#### Required task:
From the line that includes "Query: white plumage" to the last line of the records, inclusive, repeat each line exactly.

#### Input rows:
'''
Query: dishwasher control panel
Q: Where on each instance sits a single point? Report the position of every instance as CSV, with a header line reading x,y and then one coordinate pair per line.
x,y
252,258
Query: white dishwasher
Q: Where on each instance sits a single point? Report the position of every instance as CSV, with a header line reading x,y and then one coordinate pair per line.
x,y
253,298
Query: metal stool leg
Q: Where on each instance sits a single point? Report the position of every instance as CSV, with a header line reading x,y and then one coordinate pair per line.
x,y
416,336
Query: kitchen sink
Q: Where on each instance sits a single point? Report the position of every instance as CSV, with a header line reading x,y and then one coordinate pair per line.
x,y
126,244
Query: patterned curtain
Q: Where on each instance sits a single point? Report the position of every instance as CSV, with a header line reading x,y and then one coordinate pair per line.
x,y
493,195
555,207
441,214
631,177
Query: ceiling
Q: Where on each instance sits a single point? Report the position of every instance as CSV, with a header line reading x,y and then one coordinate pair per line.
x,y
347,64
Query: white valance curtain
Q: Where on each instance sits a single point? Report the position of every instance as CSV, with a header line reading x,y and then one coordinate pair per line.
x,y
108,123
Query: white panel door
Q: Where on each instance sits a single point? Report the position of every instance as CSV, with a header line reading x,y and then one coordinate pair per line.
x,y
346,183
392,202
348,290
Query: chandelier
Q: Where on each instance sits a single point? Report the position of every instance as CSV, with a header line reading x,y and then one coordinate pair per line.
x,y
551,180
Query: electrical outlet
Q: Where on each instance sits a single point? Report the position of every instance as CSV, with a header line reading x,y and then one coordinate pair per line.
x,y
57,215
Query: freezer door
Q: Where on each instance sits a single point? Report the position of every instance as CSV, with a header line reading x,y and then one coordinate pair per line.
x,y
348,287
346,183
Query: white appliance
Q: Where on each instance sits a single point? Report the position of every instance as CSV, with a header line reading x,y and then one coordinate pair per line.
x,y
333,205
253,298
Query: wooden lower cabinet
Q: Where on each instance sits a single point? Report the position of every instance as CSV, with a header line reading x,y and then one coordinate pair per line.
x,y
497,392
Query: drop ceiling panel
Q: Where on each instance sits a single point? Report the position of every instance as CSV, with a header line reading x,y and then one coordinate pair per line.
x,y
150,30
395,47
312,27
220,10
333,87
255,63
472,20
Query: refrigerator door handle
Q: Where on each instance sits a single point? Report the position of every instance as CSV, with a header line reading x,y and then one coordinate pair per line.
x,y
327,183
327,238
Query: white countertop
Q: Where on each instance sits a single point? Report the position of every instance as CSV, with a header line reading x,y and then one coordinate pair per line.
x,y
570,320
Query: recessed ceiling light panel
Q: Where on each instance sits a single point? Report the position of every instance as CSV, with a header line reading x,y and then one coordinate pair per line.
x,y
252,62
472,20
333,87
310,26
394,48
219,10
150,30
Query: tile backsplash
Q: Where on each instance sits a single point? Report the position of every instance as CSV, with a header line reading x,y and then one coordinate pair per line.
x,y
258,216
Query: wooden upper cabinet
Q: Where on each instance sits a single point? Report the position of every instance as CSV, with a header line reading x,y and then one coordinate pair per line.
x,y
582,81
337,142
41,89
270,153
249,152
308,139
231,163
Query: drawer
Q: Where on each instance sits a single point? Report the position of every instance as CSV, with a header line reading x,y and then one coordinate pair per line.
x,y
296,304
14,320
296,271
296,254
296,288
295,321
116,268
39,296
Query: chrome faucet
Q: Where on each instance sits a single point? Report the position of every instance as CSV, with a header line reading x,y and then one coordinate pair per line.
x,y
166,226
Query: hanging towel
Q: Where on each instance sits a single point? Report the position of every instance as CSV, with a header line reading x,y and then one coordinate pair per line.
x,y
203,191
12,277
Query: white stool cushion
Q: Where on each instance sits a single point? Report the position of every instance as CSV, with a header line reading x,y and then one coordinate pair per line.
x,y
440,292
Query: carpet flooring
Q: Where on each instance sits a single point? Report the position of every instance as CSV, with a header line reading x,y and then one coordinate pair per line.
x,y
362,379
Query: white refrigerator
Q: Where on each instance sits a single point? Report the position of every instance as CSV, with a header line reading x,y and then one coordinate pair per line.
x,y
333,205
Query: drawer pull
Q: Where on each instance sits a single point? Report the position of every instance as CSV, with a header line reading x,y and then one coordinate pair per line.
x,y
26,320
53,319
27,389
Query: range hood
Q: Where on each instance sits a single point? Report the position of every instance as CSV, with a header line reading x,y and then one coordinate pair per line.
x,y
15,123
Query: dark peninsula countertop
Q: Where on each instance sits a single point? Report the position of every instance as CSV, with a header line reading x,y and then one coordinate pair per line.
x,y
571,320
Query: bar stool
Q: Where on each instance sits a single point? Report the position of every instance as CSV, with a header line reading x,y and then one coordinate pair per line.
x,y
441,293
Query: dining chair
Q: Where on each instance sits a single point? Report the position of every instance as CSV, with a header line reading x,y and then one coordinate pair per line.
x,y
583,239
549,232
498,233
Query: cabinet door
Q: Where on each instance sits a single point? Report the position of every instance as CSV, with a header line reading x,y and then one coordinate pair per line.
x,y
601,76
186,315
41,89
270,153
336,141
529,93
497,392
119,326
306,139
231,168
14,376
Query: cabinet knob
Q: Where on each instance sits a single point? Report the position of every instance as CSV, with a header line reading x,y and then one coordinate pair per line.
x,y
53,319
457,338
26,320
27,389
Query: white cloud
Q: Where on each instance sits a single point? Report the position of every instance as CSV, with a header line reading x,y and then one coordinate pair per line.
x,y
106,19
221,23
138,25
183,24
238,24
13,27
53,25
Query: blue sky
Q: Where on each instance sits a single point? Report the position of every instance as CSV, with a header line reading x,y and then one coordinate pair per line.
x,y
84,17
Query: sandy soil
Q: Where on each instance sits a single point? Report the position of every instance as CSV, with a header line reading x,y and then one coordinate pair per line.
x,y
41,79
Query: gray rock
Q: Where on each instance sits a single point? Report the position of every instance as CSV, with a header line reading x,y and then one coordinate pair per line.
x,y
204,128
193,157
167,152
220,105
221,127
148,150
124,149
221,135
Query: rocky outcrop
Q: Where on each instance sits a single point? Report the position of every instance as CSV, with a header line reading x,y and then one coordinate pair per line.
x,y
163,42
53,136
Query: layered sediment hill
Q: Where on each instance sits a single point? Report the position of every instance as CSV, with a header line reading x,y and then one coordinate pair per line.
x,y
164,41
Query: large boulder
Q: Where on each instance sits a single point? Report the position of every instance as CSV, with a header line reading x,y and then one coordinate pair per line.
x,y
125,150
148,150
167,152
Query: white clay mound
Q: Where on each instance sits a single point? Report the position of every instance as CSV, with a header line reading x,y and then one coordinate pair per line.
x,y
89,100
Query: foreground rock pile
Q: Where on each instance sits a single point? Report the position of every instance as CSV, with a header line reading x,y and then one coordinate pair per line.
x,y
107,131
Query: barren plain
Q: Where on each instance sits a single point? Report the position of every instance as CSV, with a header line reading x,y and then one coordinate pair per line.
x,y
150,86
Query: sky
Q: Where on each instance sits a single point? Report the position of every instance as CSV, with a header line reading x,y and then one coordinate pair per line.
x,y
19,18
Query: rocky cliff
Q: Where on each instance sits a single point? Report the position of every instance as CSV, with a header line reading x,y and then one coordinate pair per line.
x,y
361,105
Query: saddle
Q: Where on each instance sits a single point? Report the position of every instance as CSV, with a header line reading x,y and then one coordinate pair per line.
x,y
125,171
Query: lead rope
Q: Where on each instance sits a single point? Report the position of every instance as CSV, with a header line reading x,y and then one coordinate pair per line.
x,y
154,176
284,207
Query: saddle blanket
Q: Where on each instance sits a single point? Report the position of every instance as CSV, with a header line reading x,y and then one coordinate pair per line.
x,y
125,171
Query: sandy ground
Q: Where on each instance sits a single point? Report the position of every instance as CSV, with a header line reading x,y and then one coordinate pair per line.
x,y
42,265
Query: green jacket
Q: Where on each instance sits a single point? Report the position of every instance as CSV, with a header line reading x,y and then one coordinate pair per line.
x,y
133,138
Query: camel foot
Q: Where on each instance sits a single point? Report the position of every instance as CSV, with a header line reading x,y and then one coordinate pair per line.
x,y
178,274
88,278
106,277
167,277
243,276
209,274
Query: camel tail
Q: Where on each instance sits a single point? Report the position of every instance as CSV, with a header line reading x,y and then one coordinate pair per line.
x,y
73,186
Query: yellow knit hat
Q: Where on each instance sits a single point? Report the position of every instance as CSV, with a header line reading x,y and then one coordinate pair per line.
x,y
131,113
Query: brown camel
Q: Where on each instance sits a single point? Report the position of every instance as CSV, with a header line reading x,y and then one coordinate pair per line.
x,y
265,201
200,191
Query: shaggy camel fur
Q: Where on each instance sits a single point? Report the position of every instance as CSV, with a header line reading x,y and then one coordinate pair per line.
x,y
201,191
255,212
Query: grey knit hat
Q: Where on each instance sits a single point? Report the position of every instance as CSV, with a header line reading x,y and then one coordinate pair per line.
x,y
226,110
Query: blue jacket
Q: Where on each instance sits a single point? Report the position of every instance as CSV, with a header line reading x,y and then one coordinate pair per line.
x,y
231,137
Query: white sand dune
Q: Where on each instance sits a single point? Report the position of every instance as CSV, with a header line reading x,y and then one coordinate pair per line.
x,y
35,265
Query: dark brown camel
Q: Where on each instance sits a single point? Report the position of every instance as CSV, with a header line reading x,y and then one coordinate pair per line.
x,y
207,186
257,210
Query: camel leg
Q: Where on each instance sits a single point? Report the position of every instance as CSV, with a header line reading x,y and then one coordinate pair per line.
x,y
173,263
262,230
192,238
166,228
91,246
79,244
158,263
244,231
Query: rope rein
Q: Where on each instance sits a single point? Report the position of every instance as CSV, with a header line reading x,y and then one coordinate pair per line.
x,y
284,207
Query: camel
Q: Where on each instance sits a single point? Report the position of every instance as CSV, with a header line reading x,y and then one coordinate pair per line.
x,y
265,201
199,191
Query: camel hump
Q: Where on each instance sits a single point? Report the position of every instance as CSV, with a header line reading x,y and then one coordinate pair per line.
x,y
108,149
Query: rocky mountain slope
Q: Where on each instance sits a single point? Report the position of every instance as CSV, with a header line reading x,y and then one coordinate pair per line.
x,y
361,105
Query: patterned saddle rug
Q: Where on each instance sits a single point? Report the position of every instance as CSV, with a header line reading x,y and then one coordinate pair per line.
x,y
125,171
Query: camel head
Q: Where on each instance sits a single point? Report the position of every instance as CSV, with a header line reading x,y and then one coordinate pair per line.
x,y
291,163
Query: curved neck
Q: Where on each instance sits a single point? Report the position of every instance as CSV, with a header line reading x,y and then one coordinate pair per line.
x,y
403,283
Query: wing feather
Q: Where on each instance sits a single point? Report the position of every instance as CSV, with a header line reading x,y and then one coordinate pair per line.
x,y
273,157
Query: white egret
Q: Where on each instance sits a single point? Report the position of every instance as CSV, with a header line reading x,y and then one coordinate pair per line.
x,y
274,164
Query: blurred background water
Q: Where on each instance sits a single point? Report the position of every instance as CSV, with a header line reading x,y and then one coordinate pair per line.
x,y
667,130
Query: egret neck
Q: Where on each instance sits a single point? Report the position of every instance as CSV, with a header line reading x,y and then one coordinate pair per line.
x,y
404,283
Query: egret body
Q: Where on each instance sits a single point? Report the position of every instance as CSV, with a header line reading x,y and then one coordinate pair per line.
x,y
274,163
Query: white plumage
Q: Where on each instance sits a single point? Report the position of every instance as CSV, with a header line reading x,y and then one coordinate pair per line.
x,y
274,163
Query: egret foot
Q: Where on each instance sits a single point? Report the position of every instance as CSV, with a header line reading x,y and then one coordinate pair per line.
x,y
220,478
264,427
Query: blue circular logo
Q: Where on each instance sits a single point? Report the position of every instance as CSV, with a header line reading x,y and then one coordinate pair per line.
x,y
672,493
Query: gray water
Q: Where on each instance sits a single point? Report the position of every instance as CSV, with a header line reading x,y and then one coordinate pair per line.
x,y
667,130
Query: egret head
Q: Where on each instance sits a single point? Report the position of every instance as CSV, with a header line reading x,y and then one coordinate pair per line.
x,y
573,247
'''
#### The output:
Query: white plumage
Q: Where on each instance sits a single point? Report the position of every instance as CSV, with a header line reading x,y and then one coordinate pair per line.
x,y
274,163
Query: egret foot
Q: Where on each instance sits a single point? Report the position of every instance as CSV, with a header line reading x,y and then one coordinate pair per line.
x,y
220,478
264,427
Query: blue circular logo
Q: Where on each instance sits a single point? Report the position of every instance as CSV, with a header line reading x,y and then one coordinate pair per line.
x,y
672,493
Query: gray water
Q: Where on each instance sits a single point? Report the position of every instance as CSV, with a header line reading x,y and then one coordinate pair per line.
x,y
667,130
Query: egret head
Q: Where on each instance sits a single point? Report the position of every instance as CSV, with a header line reading x,y and then one coordinate pair per line.
x,y
573,247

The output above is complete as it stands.